Bounding box annotation entries
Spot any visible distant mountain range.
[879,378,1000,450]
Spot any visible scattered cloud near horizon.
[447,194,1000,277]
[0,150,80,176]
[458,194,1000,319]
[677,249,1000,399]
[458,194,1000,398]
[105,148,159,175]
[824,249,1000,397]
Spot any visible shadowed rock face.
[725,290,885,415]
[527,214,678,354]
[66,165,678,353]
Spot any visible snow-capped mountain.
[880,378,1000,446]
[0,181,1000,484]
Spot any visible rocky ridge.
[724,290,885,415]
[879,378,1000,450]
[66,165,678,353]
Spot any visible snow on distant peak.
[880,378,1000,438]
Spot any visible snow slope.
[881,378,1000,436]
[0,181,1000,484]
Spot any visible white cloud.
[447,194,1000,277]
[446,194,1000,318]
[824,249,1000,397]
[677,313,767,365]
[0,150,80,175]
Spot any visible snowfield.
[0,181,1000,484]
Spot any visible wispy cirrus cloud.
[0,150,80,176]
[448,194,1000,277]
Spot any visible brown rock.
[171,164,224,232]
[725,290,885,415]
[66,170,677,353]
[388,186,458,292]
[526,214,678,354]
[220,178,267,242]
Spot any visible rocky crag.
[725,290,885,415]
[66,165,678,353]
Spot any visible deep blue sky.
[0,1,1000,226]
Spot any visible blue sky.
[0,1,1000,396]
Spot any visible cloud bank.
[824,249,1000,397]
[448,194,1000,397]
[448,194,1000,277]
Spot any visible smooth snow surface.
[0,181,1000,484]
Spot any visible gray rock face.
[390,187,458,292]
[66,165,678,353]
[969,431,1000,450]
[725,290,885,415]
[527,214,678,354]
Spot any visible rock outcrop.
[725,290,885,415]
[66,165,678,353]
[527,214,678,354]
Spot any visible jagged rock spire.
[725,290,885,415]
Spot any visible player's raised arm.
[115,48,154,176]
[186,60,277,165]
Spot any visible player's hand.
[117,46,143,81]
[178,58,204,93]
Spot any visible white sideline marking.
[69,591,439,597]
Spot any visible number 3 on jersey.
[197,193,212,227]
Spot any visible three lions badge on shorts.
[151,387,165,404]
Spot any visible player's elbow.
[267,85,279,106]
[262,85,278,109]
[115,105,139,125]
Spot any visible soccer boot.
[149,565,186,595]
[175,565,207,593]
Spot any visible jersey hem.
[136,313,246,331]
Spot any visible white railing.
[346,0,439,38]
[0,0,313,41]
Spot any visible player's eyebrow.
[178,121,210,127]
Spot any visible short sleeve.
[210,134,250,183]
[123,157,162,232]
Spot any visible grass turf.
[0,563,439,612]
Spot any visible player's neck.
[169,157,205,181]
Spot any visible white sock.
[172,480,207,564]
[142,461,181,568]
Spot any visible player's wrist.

§ **What needs to be done**
Copy out, word for word, the lines of the listing starting at the line containing "Spot any visible white sock." and ending with the listing's final line.

§ **Task output**
Spot any visible white sock.
[172,480,207,564]
[142,461,181,568]
Spot any visible player's wrist.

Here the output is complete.